--- Written exercise ---
Rewrite the rows below with every "Tell me" changed to "Give me" and everything else left as it is.

--- Stored rows ---

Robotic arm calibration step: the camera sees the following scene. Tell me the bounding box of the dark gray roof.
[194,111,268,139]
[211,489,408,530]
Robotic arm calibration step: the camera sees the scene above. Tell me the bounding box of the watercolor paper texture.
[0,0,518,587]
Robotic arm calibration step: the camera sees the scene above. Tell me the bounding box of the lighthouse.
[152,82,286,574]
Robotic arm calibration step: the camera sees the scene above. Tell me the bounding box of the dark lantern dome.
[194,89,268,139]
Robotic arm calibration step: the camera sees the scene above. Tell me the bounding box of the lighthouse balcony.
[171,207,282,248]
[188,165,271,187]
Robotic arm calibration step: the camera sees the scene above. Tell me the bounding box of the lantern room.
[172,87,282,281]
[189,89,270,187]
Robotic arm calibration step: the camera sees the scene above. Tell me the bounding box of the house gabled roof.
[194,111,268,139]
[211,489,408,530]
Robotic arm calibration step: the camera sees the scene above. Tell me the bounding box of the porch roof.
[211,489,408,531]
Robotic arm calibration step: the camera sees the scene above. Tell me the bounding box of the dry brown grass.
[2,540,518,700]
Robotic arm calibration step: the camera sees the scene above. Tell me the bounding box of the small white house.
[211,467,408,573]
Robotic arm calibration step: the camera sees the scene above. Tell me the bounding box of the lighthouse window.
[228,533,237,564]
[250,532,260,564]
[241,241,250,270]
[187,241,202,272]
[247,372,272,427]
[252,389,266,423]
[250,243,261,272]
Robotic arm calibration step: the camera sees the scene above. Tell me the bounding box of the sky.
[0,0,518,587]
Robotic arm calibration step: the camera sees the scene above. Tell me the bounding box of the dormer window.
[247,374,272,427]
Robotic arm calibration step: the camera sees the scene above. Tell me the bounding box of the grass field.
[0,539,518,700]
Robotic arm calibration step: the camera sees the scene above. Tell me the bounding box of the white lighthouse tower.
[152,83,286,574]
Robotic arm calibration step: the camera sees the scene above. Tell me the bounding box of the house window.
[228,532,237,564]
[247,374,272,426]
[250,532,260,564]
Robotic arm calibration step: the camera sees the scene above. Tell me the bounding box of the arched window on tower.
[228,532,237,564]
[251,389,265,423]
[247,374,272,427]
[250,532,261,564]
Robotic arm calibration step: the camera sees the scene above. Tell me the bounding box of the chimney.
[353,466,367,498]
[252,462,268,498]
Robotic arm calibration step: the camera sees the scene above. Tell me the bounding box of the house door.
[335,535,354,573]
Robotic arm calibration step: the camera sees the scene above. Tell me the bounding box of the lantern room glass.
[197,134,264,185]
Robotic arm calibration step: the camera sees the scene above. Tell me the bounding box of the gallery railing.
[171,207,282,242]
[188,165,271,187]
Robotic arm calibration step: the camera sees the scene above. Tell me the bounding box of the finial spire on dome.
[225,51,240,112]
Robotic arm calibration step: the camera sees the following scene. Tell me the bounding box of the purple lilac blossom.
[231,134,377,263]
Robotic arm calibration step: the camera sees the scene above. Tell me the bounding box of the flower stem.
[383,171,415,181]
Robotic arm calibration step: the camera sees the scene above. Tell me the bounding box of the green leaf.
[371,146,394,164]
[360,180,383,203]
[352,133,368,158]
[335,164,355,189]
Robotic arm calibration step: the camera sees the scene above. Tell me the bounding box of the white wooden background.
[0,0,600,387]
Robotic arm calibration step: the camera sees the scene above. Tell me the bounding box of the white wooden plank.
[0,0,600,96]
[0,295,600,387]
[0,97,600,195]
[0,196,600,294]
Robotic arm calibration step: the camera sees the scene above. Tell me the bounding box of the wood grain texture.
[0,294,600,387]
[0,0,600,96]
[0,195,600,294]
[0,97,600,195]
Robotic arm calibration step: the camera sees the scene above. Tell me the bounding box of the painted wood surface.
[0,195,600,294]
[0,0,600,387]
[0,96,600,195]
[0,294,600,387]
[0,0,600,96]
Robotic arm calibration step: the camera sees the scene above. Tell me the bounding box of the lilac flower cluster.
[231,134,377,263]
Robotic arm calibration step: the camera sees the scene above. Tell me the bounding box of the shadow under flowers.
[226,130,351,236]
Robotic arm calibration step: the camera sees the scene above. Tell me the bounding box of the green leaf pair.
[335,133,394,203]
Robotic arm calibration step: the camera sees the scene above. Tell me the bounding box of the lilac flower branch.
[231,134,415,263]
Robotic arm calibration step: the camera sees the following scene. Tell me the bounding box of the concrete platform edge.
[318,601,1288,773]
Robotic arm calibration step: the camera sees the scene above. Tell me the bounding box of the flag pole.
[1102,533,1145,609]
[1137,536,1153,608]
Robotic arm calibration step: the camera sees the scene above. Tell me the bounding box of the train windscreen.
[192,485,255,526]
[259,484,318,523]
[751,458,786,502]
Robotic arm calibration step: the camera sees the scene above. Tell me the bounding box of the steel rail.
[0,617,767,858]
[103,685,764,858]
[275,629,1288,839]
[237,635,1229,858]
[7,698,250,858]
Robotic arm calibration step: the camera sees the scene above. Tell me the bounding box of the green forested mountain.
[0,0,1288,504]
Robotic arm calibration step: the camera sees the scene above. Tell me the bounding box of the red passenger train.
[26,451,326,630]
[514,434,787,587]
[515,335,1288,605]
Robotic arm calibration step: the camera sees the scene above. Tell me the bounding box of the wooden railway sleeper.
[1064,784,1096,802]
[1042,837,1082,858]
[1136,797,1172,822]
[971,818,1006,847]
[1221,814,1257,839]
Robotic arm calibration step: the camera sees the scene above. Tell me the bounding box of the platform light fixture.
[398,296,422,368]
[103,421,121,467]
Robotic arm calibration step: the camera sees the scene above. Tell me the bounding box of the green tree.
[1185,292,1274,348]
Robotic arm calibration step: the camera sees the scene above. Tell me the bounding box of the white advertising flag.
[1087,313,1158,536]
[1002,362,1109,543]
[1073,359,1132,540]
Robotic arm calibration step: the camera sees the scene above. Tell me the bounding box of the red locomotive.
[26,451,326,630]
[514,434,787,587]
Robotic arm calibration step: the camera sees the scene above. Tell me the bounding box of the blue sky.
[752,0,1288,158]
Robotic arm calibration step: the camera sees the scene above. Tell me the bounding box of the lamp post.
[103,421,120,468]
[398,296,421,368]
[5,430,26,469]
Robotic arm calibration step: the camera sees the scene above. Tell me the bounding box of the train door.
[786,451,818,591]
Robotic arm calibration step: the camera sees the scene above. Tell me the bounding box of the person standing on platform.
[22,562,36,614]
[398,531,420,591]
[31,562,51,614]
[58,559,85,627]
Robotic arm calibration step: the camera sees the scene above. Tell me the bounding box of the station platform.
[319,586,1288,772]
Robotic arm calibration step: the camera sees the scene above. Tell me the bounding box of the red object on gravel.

--- Answer below ---
Robotic arm calibration step: the camera sees the following scene. Give me the bounding box of the dark gray roof.
[194,111,268,139]
[211,489,408,530]
Robotic arm calibration step: the camera sees the scene above. Give me the bounding box of the watercolor paper texture.
[0,0,518,587]
Robotic arm calibration step: the camera sees the scene above. Give me the bounding box of the lighthouse.
[152,82,286,574]
Robotic arm calibration step: the camera sees the scene above. Give me the bounding box of the dark lantern dome.
[194,89,268,139]
Robotic arm calibration step: the camera sees the scene above. Give me the bounding box of the lighthouse balcony.
[171,207,282,248]
[188,165,271,187]
Robotic arm calibration step: the camera sees the scene above. Give me the bounding box of the lantern room.
[172,87,282,281]
[189,89,270,187]
Robotic arm calibration step: the camera sees the scene above. Give me the bounding box of the house gabled roof.
[194,111,268,139]
[211,489,408,530]
Robotic arm calibration step: the camera sees the scene above. Give me the bounding box of the porch roof.
[211,489,408,531]
Robotic arm calibration step: the camera sees the scene above. Give me the bounding box of the dry brown grass.
[2,540,518,700]
Robotic arm calibration step: the camera sees the scene above. Give me the bounding box of the small white house.
[211,467,408,573]
Robotic arm calibration step: the camera sees the scene above. Give me the bounding box of the lighthouse window.
[228,533,237,564]
[250,532,260,564]
[241,241,250,270]
[187,241,202,272]
[247,372,272,427]
[252,389,266,423]
[250,243,261,272]
Robotic arm calibration step: the camera sees the scene above. Give me the bounding box of the sky.
[0,0,518,587]
Robotic arm calibration step: the camera sees the scene above. Give me the bounding box of the dormer window.
[247,374,272,427]
Robotic arm calibration step: the camera sees the scene above. Give me the bounding box of the grass field.
[0,539,518,700]
Robotic arm calibration step: the camera sees the scene above. Give me the bounding box of the white lighthouse tower.
[152,83,286,574]
Robotic arm calibration step: the camera sees the scene above. Give me the bounding box of the house window.
[228,532,237,564]
[247,374,272,426]
[250,532,260,564]
Robotic arm calibration step: the camera sees the scene above. Give me the bounding box of the arched window on tower.
[228,532,237,564]
[251,389,265,423]
[247,374,272,427]
[250,532,261,564]
Robotic arm calibration step: the camera sees the scene above. Give me the bounding box of the chimney.
[353,466,367,498]
[252,462,268,498]
Robotic arm calibration step: the camera sees the scene above. Give me the bounding box of the house door.
[335,535,354,573]
Robotic arm calibration step: the camera sees the scene above. Give me the bounding box of the lantern room glass.
[197,134,264,185]
Robotic arm calibration step: the camera sees the scene above. Give me the bounding box of the gallery railing.
[171,207,282,242]
[188,165,271,187]
Robotic arm calibration step: the camera sees the scene above. Give me the bounding box of the finial spire on dome.
[225,51,240,112]
Robotic arm calibration step: the camera sees the following scene. Give me the bounding box of the purple lilac blossom.
[231,134,377,263]
Robotic arm calibration step: the camera sees the scene above. Give me the bounding box of the flower stem.
[383,171,415,181]
Robotic arm calibration step: the camera sees the scene above. Give me the bounding box of the green leaf.
[371,146,394,164]
[360,180,383,203]
[352,133,368,158]
[335,164,355,189]
Robotic arm calibration step: the camera sees the scene above. Give me the bounding box of the white wooden background.
[0,0,600,387]
Robotic arm calibration step: the camera sees the scene above. Give me the bounding box of the white wooden plank.
[0,0,600,96]
[0,295,600,387]
[0,97,600,195]
[0,196,600,294]
Robotic arm calibration step: the camera sees the scene above. Give me the bounding box of the wood grain texture.
[0,294,600,387]
[0,0,600,96]
[0,195,600,294]
[0,97,600,195]
Robotic arm calibration step: the camera sees the scene above. Give me the bounding box of the painted wood surface.
[0,195,600,294]
[0,0,600,387]
[0,96,600,195]
[0,294,600,387]
[0,0,600,96]
Robotic arm calibration step: the camera sees the scene above. Give me the bounding box of the lilac flower cluster.
[231,134,377,263]
Robotic arm calibration step: the camera sees the scene above. Give me the bounding box of the shadow under flowers.
[226,130,351,236]
Robotic arm calibration step: the camera sees the scene above. Give me the bounding box of the green leaf pair.
[335,133,394,203]
Robotic arm calibration step: the camera sees the scene above. Give me the bounding box of the lilac flower branch.
[231,134,415,263]
Robotic arm calibration step: the camera sees the following scene. Give me the bounding box of the concrete platform edge.
[318,601,1288,773]
Robotic arm calibration step: the camera sees the scene above. Give me the bounding box of the flag pole.
[1102,533,1145,609]
[1137,536,1153,608]
Robotic arm calibration step: the camera sees the scene above. Give me the bounding box of the train windscreen.
[192,485,255,526]
[259,484,318,523]
[751,458,786,502]
Robotic arm calibration step: the camera sees the scene above. Give me the bounding box of the steel rail.
[0,617,767,858]
[103,685,764,858]
[275,629,1288,839]
[237,635,1229,858]
[7,698,250,858]
Robotic arm calibration step: the camera sees the scene above. Give me the bounding box of the green forested mountain.
[0,0,1288,504]
Robotic arm calibration step: the camera sees the scene above. Give me the bounding box of the red passenger train.
[26,451,326,630]
[514,434,787,587]
[515,335,1288,605]
Robotic arm calibration step: the camera sees the scene above. Give me the bounding box of the wooden railway sleeper.
[1064,784,1096,802]
[1042,837,1082,858]
[1136,797,1172,822]
[971,818,1006,847]
[1221,814,1257,839]
Robotic arm calibration step: the camera sees the scene above. Give me the bounding box of the platform light fixture.
[398,296,422,368]
[103,421,121,467]
Robotic arm calibration step: the camera sees the scene above. Give me the bounding box of the green tree.
[1185,292,1274,348]
Robotic arm calibration step: the camera sees the scene above. Give me the bounding box of the white advertising flag.
[1087,313,1158,536]
[1002,362,1109,543]
[1073,359,1132,540]
Robotic arm calibration step: the camera sees the scene above. Give me the bounding box of the red locomotive.
[26,451,326,630]
[514,434,787,587]
Robotic arm calibration step: the camera sees the scene above. Give me the bounding box of the blue sky.
[752,0,1288,158]
Robotic arm calibration step: the camera sees the scene above. Give me the bounding box of the lamp post.
[103,421,120,468]
[398,296,421,368]
[5,430,26,469]
Robotic arm calibration step: the camera sees the scene above. Give me the bounding box of the train door.
[786,451,818,591]
Robotic arm calibration step: the camera sees the scene above. Give me the bounding box of the person standing on platform.
[22,562,36,614]
[398,531,420,591]
[31,562,51,614]
[58,559,85,627]
Robotic arm calibration step: the camera sees the scene above. Give me the bounding box of the station platform.
[319,586,1288,772]
Robotic arm calibration step: the camera sees the scene above. Give me the bounding box of the red object on gravel.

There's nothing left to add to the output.